Values are mean±SD or median (quartiles).

*

self-reported;

estimated by actigraph;

p value is on log-transformed data.

Body weight in the mornings prior to the OGTT tests was similar (p = 0.80) following sleep restriction (74.2±13.4 kg) and following ad libitum sleep (74.2±13.2 kg) (Table 1). Plasma concentrations of glucose and insulin before and 30, 60, 90, and 120 minutes following consumption of the glucose drink during the OGTT are shown in Figures 1 and 2, respectively. As shown in Figure 1A, at all the time points there were no differences in glucose concentrations between the sleep restriction and ad libitum sleep conditions (p> 0.10 for all). The glucose AUC was also similar (12976±2298 and 12258±2593 mg/dL•2h, respectively, p = 0.91).

Figure 1A.

Figure 1A

Glucose concentrations during oral glucose tolerance tests (n=15). Data are means ± SE.

Insulin concentrations before consumption of glucose drink was significantly higher (p=0.034) following sleep restriction than following ad libitum sleep. At 30 and 90 minutes following consumption of the glucose drink, insulin concentrations tended to be higher following sleep restriction than following ad libitum sleep (p= 0.060 and 0.068, respectively). At 60 and 120 minutes, insulin concentrations were not statistically different (p> 0.10 for both). The insulin AUC (Figure 1B) for the OGTT following sleep restriction was approximately 20% higher than following ad libitum sleep (3012±1596 and 2516±1371 μU/ml•2h, respectively, p = 0.037), suggesting significantly greater amount of insulin was secreted in response to the glucose challenge.

Figure 1B.

Figure 1B

Insulin concentrations during oral glucose tolerance tests (n=15). The area under the curve for the oral glucose tolerance test following sleep restriction was higher than that following ad libitum sleep (p = 0.037). Data are means ± SE.

Table 1 includes the calculated insulin resistance/sensitivity indices. Following sleep restriction, the Matsuda index was significantly lower (p = 0.014) than following ad libitum sleep. There were also trends for a significantly greater HOMA-IR (p = 0.057) and a significantly lower QUICKI (p = 0.052). All three indices suggest lower insulin sensitivity following sleep restriction. The Hedges’ g for Matsuda index, HOMA-IR, and QUICKI was 0.45, 0.45, and 0.53, respectively, representing medium effect sizes.

Also included in Table 1 are fasting plasma concentrations of glucagon, and cortisol following restricted sleep and ad libitum sleep. Glucagon concentration was significantly higher (p=0.003) following restricted sleep than ad libitum sleep. Cortisol concentrations were not different following the two conditions.

In order to account for the different degree of sleep restriction, the comparison between the sleep restriction and ad libitum conditions were also conducted with adjustment for differences in total sleep time between the two conditions. Most of above findings remained (fasting insulin p=0.048; insulin concentration at 90 minutes p=0.018; insulin AUC p= 0.025; Matsuda index p= 0.067; QUICK index p=0.075; HOMA-IR p= 0.047). There were no significant correlations between changes in time-in-bed (Spearman correlations) or total sleep time (Pearson correlations) between the two conditions with changes in insulin concentrations, insulin sensitivity indices, and glucagon concentrations (p values > 0.05).

Additionally, sleep duration during sleep restriction and ad libitum conditions did not vary by the order of sleep conditions (sleep restriction before and after ad libitum sleep, p > 0.60 for all). When the interaction of sleep condition by order was included in the Analyses of Variance with repeated measures models, the interaction was not significant for outcome variables (p > 0.05 for all).

☆ ☆ ☆ ☆ ☆ ☆ ☆

Exercise tasks:
**a.** Based on the sleep restriction passage, say whether each statement agrees with it. Answer yes or no for each, and quote the words that decide it. (i) Morning body weight before the glucose tolerance tests was similar under both sleep conditions. (ii) Cortisol concentrations were higher after sleep restriction. (iii) Glucagon concentration was significantly higher after restricted sleep than after ad libitum sleep.
**b.** List every calculated insulin resistance/sensitivity index named in the sleep restriction passage.
**c.** Copy everything in the sleep restriction passage from "Insulin concentrations during" down to "0.037). Data are means ± SE.".
Answer using only the passage on sleep restriction.

☆ ☆ ☆ ☆ ☆ ☆ ☆

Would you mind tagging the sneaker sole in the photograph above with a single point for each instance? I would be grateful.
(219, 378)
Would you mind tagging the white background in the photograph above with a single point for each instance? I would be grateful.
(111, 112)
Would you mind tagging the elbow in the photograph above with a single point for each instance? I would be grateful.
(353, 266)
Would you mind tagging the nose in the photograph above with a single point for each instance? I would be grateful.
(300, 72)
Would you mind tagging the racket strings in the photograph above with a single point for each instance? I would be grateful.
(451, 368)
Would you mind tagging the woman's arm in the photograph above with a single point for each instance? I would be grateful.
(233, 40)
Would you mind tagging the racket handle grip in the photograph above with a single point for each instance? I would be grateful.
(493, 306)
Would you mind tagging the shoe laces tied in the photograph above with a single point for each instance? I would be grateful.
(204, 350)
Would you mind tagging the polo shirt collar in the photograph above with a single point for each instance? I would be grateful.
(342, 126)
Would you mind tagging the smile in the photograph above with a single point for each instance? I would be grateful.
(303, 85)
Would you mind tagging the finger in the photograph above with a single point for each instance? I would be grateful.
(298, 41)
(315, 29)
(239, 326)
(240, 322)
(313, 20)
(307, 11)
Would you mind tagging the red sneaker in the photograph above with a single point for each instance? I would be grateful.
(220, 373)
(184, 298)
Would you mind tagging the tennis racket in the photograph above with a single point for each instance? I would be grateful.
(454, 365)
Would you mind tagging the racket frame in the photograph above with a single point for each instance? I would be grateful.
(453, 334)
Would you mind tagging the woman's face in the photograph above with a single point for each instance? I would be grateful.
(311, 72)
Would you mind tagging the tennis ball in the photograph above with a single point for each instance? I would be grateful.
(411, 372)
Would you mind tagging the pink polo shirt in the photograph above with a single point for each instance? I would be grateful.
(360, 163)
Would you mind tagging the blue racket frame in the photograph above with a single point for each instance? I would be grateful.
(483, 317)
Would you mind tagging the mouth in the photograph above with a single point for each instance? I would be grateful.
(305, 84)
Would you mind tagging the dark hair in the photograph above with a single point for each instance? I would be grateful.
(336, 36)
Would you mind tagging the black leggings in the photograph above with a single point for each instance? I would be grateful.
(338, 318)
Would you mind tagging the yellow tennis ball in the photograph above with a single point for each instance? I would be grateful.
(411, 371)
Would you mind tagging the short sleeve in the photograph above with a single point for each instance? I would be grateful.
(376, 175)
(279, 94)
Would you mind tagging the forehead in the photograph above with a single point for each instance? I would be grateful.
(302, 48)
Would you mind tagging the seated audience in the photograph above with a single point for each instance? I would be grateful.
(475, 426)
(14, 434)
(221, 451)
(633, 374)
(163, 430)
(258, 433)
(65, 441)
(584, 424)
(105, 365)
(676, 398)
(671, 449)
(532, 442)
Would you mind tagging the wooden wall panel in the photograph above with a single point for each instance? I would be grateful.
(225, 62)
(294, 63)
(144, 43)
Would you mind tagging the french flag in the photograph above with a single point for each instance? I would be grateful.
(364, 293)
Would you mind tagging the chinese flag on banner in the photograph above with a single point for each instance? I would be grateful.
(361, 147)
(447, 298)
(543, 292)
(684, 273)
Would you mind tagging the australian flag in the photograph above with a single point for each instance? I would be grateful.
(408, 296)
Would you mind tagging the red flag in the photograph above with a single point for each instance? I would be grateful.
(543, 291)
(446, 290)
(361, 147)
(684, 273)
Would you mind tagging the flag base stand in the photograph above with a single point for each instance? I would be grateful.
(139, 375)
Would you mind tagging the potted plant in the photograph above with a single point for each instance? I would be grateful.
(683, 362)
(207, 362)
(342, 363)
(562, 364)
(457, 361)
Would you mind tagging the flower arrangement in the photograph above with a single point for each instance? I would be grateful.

☆ ☆ ☆ ☆ ☆ ☆ ☆

Exercise responses:
**a.**
(i) Yes: "Body weight in the mornings prior to the OGTT tests was similar (p = 0.80)"
(ii) No: "Cortisol concentrations were not different following the two conditions."
(iii) Yes: "Glucagon concentration was significantly higher (p=0.003) following restricted sleep than ad libitum sleep."

**b.**
Matsuda index
HOMA-IR
QUICKI

**c.**
Insulin concentrations during oral glucose tolerance tests (n=15). The area under the curve for the oral glucose tolerance test following sleep restriction was higher than that following ad libitum sleep (p = 0.037). Data are means ± SE.